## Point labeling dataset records
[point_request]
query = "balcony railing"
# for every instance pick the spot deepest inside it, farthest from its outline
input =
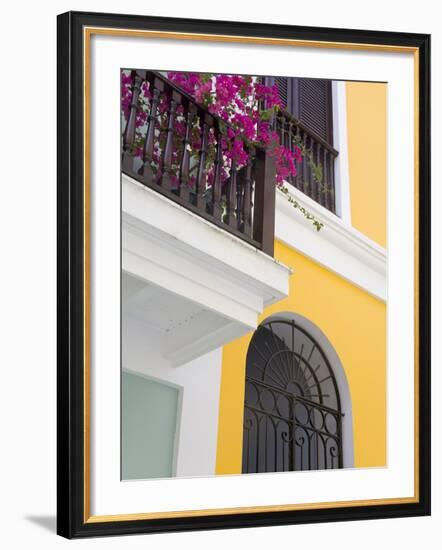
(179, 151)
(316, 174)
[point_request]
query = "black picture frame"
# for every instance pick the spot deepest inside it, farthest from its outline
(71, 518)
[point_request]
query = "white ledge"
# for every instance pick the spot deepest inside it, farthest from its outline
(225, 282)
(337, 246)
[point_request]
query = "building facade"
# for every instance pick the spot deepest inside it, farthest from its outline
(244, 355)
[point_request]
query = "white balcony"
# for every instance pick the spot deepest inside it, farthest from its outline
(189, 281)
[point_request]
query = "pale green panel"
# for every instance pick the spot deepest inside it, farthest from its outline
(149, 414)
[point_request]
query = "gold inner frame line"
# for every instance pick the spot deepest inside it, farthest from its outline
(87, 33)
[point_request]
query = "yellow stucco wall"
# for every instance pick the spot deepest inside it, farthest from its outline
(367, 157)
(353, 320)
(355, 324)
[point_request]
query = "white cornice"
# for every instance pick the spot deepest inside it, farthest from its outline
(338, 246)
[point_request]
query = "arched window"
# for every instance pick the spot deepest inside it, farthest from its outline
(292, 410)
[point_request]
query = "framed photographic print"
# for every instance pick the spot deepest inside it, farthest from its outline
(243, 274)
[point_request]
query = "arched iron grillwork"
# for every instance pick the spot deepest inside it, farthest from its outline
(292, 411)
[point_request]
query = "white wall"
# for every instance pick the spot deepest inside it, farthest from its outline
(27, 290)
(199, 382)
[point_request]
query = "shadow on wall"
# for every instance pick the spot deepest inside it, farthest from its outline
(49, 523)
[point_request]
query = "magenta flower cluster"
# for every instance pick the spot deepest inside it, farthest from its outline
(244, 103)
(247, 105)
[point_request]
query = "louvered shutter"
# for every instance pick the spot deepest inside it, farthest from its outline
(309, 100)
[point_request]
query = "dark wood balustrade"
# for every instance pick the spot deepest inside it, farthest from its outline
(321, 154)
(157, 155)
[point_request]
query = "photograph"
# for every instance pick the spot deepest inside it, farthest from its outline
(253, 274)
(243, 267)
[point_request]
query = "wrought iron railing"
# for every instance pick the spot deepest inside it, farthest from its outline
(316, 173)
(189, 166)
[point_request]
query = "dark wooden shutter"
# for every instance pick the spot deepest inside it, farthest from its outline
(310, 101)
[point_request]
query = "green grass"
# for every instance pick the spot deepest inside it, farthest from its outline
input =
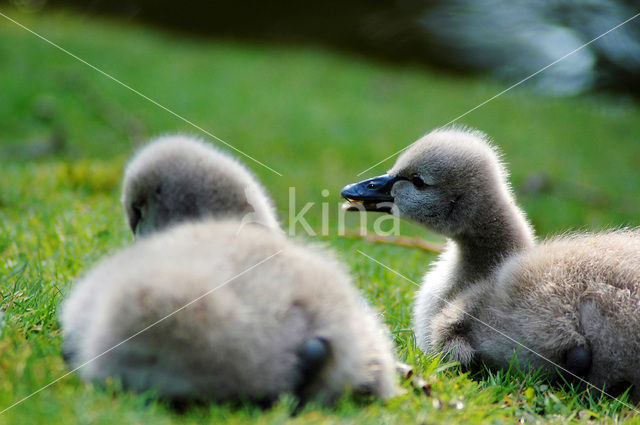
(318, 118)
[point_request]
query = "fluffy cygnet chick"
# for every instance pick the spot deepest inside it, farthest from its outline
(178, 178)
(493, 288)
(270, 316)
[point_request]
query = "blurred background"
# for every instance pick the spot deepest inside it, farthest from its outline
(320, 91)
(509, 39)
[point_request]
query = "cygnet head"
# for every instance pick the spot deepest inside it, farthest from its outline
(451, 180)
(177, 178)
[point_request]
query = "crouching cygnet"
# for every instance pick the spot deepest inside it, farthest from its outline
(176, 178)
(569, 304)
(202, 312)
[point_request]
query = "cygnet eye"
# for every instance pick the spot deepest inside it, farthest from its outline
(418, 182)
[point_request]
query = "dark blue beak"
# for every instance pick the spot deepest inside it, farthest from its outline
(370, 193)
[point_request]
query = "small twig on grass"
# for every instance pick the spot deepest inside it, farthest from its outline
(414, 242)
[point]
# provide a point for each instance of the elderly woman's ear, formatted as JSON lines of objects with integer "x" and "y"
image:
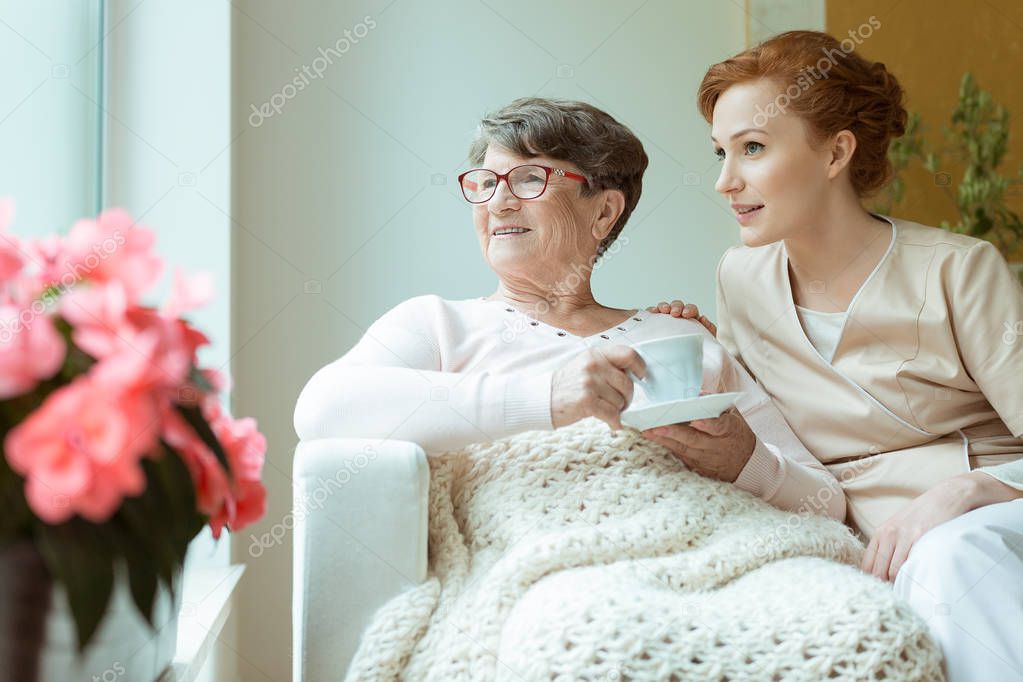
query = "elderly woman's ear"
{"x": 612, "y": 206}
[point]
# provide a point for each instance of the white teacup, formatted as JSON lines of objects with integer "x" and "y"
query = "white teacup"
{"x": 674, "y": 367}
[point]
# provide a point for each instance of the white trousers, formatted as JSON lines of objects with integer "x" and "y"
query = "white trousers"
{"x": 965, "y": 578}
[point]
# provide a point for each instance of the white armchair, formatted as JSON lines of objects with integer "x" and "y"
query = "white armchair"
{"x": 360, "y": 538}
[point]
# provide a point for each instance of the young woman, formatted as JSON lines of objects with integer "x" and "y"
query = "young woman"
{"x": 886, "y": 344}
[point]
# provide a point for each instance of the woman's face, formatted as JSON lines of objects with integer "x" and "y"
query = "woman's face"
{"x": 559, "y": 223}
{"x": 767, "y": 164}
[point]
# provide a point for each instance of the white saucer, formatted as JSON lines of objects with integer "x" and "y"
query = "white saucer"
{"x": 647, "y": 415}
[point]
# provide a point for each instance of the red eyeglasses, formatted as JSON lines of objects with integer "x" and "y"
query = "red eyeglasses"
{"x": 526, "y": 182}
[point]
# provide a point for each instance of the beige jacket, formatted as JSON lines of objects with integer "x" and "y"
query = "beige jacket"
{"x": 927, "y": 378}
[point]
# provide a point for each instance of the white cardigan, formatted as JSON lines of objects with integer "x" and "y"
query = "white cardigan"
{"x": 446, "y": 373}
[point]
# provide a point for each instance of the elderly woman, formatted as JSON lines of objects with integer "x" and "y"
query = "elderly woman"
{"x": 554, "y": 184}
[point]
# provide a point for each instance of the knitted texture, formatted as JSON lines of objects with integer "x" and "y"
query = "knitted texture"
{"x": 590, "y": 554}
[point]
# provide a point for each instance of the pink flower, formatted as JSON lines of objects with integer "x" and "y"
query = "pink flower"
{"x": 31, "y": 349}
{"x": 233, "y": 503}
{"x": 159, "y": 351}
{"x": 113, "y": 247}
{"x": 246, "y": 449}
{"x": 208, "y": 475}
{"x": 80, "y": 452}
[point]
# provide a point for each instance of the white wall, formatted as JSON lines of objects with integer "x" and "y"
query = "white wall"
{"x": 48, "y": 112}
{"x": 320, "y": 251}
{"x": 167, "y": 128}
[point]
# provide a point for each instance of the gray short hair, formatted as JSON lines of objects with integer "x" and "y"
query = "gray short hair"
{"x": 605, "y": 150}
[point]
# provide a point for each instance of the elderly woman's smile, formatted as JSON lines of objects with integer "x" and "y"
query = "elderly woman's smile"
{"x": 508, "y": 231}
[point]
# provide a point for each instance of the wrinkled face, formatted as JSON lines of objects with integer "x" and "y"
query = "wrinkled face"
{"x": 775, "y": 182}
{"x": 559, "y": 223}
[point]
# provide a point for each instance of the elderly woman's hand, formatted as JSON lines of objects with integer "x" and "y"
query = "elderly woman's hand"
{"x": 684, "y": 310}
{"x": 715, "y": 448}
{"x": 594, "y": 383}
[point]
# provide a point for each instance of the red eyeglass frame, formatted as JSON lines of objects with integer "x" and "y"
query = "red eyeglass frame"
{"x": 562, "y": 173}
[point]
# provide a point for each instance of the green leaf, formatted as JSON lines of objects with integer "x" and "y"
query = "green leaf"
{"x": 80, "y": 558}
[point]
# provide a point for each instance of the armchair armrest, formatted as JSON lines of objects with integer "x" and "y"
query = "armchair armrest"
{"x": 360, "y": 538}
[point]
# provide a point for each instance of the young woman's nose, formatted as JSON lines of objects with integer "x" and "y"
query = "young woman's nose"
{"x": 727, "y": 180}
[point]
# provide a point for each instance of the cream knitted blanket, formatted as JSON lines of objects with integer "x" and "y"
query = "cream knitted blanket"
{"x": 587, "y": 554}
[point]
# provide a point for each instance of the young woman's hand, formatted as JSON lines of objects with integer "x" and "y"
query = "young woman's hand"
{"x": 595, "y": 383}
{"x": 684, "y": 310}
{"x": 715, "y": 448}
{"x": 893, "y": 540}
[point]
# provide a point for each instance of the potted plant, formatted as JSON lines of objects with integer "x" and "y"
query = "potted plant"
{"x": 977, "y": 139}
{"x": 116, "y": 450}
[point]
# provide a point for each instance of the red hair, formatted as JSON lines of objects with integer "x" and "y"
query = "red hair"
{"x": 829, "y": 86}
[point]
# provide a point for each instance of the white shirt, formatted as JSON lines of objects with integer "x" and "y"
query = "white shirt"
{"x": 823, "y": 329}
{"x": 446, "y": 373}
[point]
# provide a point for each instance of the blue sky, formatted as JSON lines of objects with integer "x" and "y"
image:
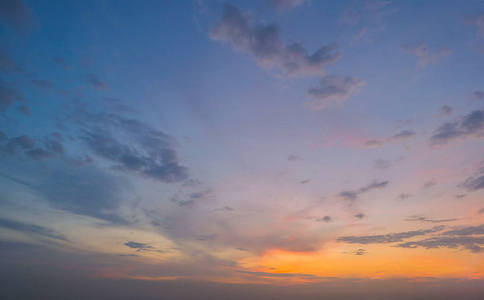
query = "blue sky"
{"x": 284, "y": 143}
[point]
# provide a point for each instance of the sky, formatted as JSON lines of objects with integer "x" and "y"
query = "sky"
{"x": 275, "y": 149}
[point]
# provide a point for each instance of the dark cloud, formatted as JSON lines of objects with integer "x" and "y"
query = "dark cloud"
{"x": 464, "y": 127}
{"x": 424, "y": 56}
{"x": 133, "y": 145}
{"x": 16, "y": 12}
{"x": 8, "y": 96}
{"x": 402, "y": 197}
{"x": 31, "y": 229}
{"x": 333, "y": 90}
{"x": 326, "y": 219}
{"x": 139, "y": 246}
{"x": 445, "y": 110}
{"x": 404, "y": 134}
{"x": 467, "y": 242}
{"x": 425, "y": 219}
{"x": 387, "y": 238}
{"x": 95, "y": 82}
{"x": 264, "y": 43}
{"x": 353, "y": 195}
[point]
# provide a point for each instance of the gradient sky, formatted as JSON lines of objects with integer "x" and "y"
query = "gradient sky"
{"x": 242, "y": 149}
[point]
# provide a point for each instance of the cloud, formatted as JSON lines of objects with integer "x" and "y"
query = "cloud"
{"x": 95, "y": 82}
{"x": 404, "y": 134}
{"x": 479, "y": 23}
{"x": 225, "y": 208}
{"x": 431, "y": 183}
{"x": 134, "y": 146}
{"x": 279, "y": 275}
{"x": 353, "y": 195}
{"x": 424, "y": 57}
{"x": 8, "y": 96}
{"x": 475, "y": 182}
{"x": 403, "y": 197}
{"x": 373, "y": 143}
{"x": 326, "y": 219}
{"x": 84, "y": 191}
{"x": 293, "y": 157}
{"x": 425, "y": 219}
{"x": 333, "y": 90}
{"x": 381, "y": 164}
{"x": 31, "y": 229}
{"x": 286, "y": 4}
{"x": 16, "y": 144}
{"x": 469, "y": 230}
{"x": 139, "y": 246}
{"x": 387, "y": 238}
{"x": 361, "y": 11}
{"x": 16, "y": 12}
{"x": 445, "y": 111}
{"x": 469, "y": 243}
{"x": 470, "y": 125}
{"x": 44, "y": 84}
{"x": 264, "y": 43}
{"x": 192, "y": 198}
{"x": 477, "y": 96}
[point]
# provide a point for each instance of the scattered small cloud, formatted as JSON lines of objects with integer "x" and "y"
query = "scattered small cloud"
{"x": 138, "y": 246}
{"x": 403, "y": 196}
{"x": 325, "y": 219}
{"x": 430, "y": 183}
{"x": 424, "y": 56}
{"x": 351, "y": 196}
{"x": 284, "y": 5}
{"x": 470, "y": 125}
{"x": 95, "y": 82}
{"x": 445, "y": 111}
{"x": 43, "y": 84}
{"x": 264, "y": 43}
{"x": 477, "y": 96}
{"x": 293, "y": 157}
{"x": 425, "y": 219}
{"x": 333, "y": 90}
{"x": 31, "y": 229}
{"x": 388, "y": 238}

## What you will do
Can you gather every line of the records above that holds the word "cardigan"?

## Solution below
# provide a point for each instance of the white cardigan, formatted as JSON lines of objects with integer "x" and "y"
query = "white cardigan"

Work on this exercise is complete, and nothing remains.